**TASK:**
Extract exactly and only the lines from the one containing "Phrase -- glazed bowl exterior" through the end of the entries below. Pictures should not appear in the copy.

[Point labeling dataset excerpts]
** BEGIN **
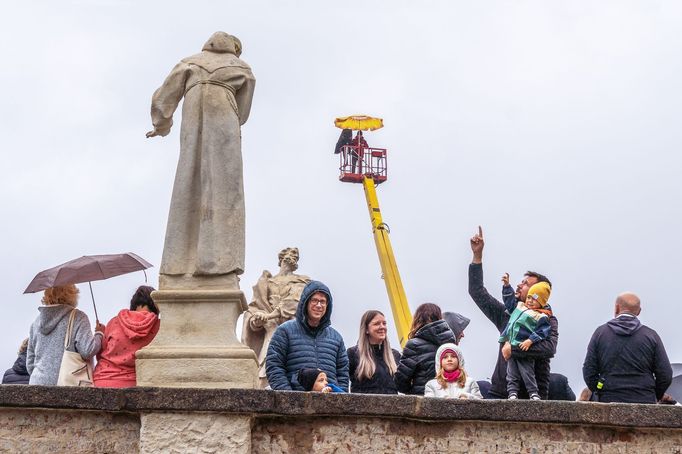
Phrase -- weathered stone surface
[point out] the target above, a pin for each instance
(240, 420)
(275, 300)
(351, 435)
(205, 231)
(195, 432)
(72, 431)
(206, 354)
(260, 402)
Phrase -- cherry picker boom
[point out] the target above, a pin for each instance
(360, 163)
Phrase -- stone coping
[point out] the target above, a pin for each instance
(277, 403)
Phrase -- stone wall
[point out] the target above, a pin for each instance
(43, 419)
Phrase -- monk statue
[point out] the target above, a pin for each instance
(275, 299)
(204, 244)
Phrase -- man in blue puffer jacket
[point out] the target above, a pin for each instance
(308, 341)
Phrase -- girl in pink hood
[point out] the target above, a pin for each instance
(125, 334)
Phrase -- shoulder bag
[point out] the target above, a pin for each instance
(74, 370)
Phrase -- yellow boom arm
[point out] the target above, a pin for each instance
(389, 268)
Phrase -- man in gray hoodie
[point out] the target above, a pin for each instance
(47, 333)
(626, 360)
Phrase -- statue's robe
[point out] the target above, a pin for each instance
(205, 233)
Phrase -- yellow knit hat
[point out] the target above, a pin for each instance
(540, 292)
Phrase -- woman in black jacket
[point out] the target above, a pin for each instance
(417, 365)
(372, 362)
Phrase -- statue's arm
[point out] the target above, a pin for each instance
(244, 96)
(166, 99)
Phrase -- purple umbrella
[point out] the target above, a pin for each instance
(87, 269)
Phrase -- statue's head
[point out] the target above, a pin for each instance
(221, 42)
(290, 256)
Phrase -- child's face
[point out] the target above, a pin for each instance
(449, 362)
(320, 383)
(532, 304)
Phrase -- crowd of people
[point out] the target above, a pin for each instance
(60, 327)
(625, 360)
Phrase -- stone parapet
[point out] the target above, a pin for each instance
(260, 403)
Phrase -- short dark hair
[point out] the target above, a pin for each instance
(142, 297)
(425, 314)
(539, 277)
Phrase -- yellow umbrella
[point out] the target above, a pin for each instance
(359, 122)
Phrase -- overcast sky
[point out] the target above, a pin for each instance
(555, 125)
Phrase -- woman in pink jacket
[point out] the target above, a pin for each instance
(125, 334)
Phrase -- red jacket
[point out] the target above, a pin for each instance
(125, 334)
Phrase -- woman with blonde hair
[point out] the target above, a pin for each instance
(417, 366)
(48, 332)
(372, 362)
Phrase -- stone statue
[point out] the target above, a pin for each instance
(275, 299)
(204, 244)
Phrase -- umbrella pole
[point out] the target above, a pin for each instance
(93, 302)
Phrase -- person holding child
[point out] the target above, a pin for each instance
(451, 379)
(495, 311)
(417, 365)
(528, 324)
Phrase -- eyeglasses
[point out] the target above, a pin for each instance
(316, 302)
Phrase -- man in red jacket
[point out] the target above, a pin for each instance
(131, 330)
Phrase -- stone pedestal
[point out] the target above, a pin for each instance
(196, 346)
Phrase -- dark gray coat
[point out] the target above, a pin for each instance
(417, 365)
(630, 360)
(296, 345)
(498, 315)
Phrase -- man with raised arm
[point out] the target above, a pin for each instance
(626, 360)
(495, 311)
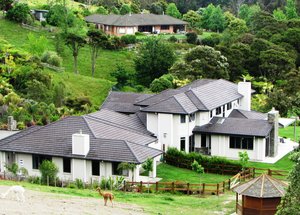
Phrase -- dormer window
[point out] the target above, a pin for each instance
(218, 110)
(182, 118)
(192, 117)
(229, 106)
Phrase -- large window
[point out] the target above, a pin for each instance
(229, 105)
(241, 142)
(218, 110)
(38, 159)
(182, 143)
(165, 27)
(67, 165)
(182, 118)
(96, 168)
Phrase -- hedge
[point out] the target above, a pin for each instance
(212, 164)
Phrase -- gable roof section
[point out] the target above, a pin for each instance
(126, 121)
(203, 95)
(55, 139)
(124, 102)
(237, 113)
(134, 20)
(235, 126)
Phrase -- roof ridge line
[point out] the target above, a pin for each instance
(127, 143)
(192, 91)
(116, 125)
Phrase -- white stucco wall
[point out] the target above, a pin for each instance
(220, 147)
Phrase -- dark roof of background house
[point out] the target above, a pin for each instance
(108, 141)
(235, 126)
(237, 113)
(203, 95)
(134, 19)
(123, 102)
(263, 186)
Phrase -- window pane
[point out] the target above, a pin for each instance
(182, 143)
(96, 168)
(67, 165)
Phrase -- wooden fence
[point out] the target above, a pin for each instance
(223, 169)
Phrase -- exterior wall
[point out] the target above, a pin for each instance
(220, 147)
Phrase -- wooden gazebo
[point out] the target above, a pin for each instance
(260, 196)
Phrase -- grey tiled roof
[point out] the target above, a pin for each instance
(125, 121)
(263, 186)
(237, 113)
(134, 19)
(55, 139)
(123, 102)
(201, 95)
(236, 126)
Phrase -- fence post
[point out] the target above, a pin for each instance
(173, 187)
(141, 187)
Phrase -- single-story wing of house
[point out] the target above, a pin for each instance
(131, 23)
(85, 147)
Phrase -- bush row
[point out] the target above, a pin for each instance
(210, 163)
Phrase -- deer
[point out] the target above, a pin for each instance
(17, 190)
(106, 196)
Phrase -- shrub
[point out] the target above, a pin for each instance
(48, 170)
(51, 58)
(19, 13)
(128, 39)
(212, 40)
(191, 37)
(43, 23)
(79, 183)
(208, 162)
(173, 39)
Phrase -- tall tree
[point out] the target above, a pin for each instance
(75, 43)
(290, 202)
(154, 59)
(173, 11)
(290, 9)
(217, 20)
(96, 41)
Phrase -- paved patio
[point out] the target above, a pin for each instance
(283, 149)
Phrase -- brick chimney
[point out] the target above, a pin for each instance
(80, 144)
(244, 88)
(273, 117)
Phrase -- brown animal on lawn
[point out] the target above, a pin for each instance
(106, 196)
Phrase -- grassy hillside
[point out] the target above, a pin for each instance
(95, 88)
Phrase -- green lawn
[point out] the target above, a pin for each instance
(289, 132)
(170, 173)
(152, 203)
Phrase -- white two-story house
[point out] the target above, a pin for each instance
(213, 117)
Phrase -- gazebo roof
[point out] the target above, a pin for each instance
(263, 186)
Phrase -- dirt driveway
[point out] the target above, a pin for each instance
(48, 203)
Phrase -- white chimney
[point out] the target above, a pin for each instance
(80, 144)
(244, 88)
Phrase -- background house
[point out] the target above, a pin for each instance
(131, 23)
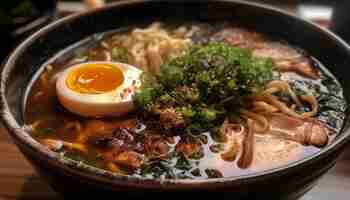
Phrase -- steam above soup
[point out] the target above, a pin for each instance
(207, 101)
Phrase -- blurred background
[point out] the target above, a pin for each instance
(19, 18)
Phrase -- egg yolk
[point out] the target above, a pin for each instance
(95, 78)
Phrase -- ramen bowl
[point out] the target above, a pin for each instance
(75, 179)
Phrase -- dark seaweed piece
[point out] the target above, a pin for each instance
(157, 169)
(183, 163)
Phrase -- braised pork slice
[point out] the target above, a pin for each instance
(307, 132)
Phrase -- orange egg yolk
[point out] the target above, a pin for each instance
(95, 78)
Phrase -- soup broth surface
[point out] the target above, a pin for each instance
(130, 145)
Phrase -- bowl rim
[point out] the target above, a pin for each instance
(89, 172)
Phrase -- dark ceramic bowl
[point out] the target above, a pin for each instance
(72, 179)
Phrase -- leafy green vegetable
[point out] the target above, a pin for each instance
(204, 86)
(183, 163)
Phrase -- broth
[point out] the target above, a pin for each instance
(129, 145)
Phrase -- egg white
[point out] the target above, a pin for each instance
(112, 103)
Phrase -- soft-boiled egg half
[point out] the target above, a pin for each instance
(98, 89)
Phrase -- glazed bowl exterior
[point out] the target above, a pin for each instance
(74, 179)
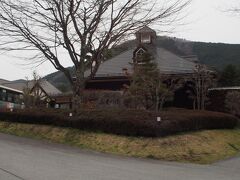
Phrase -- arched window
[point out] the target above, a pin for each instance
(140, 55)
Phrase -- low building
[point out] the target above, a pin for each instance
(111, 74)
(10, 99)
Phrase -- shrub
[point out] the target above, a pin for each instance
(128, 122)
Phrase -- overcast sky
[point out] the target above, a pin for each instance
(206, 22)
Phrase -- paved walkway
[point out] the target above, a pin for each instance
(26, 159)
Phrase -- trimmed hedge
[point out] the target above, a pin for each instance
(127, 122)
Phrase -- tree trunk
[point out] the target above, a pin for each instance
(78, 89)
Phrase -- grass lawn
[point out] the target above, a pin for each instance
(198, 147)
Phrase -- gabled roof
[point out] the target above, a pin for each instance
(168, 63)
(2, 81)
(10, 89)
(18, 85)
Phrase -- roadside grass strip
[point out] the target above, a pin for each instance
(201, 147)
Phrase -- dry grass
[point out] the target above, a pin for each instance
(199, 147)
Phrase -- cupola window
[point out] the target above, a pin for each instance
** END **
**WRITTEN SOLUTION:**
Phrase -- glazed bowl exterior
[point out] the target above, a pin for each instance
(74, 179)
Phrase -- arched window
[point out] the target above, a pin for each instance
(140, 55)
Phrase -- low building
[point out] the target above, a pin for each instance
(111, 74)
(10, 99)
Phrase -- shrub
[point out] the target above, a pin for each instance
(128, 122)
Phrase -- overcast sky
[point out] the target above, a pin for each instance
(206, 22)
Phrase -- paved walkway
[point out] the target above, a pin for each instance
(26, 159)
Phrase -- trimmed hedge
[point out] the target above, a pin for each instance
(127, 122)
Phrase -- tree trunk
[point out] the target above, a pin for each instance
(78, 89)
Phrase -- grass lawn
[point out] the target above, a pin for each instance
(198, 147)
Phrase -- gabled roof
[point out] the target above, a pin for each instance
(168, 63)
(2, 81)
(10, 89)
(18, 85)
Phrase -- roadside grass strip
[point out] the target above, a pin for each instance
(201, 147)
Phrase -- dry grass
[point out] the target above, a pin for each instance
(199, 147)
Phrase -- cupola window
[point out] the target above, a pin for each instance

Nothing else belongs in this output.